WHAT THE TASK REQUIRES
Extract every line of the records below and reproduce each one unchanged.

[Part of a data file]
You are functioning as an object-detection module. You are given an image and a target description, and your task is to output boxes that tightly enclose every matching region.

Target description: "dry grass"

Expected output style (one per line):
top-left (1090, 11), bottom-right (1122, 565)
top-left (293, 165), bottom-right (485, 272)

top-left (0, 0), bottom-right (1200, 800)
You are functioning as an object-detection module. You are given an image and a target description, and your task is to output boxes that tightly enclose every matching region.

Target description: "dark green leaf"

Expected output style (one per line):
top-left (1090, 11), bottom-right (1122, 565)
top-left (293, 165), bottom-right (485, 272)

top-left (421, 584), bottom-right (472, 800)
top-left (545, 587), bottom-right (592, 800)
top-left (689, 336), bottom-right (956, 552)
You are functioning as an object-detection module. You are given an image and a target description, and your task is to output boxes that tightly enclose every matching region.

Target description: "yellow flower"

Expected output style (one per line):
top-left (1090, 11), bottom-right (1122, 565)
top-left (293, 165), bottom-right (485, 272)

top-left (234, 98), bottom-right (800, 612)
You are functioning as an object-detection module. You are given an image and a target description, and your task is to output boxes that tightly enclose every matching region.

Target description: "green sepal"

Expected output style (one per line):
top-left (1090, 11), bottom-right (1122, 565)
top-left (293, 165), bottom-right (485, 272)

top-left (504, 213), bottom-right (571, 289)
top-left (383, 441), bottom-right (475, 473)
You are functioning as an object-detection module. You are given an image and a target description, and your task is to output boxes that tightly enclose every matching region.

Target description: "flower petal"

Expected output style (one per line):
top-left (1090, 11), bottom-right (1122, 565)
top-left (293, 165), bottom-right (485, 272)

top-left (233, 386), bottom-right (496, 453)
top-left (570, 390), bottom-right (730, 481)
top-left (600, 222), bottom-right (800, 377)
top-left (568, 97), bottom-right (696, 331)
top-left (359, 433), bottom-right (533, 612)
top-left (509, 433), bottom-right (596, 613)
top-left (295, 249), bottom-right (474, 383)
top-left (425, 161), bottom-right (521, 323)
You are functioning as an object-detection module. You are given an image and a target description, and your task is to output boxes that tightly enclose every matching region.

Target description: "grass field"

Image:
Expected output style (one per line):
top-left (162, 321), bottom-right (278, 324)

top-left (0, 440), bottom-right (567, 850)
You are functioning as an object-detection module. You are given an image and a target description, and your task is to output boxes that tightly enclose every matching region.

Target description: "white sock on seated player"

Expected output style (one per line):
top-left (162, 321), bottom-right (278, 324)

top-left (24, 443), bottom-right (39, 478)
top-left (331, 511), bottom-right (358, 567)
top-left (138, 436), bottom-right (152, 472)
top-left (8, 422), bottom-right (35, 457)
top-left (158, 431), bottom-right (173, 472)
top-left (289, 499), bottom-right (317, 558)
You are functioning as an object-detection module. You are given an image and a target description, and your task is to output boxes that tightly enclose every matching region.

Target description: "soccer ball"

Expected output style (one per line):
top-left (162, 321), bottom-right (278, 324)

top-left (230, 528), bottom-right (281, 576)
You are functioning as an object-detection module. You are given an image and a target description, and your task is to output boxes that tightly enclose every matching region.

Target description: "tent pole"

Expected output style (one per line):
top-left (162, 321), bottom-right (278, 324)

TASK OUTPUT
You are functioning as an object-detection module. You are given an image and a target description, and your task is to output boxes that tightly enclose every matching region.

Target description: "dry grass"

Expected output style (one per line):
top-left (1090, 11), bottom-right (1122, 565)
top-left (293, 165), bottom-right (485, 272)

top-left (0, 0), bottom-right (1200, 800)
You are functioning as an object-detection module. You are given an image and a target description, and your task is to output boxes that tightly enclose every matching region.

Target description: "dark green leaf"

Expected output style (one per line):
top-left (1090, 11), bottom-right (1122, 565)
top-left (293, 165), bottom-right (485, 272)

top-left (421, 584), bottom-right (472, 800)
top-left (545, 587), bottom-right (592, 800)
top-left (689, 336), bottom-right (956, 552)
You are functioning as an object-detection module. You are given an image and a target description, and your task is to output boxes that tightly enclose every matching region.

Target description: "yellow flower"

Expected output style (one per line):
top-left (1090, 11), bottom-right (1122, 565)
top-left (293, 165), bottom-right (485, 272)

top-left (234, 98), bottom-right (800, 612)
You are functioning as an object-detection module. You are given an image and a target description, and your task is to output boxes that tightly enclose every matching region.

Target description: "green sepal"

Expected output style (one per line):
top-left (1090, 11), bottom-right (1122, 565)
top-left (293, 165), bottom-right (485, 272)

top-left (504, 213), bottom-right (571, 289)
top-left (383, 441), bottom-right (475, 473)
You are functioning as an object-detection module. You are given an image and a target description, and your task is to output boxes that tightly enclose every matching region.

Target description: "flower petal"

Expected output style (one per line):
top-left (1090, 11), bottom-right (1122, 565)
top-left (293, 165), bottom-right (485, 272)

top-left (233, 386), bottom-right (496, 453)
top-left (570, 390), bottom-right (730, 481)
top-left (600, 222), bottom-right (800, 377)
top-left (568, 97), bottom-right (696, 331)
top-left (359, 433), bottom-right (533, 612)
top-left (509, 433), bottom-right (596, 613)
top-left (295, 249), bottom-right (474, 383)
top-left (425, 161), bottom-right (521, 323)
You are functioning as an object-detection module. You are given an image and a target description, and your task is to output boxes that tightly enclose every matching region.

Target description: "grass field"

Image:
Expected output style (one per line):
top-left (162, 321), bottom-right (278, 324)

top-left (0, 440), bottom-right (567, 850)
You are functioning as an object-detection module. You are given an image and a target description, and your task is to output boxes that tightly enclose every matching region.

Target description: "white sock on seated player"

Expected output style (one per line):
top-left (162, 321), bottom-right (278, 324)

top-left (24, 443), bottom-right (39, 478)
top-left (331, 511), bottom-right (358, 567)
top-left (138, 436), bottom-right (152, 472)
top-left (8, 422), bottom-right (35, 457)
top-left (158, 431), bottom-right (173, 472)
top-left (289, 499), bottom-right (317, 558)
You are functioning as an object-detection module. You are given an image and a target description, and your task is to output boxes that tightly enclose every matching region.

Target description: "soccer ball"

Expected output style (one per line):
top-left (162, 321), bottom-right (278, 324)

top-left (230, 528), bottom-right (281, 576)
You are functioning as an object-detection module. You are given an image and a target description, and your task is to output boxes that tightly enclose every matching region.

Target description: "tent pole"

Expected output style (one per line):
top-left (162, 321), bottom-right (278, 324)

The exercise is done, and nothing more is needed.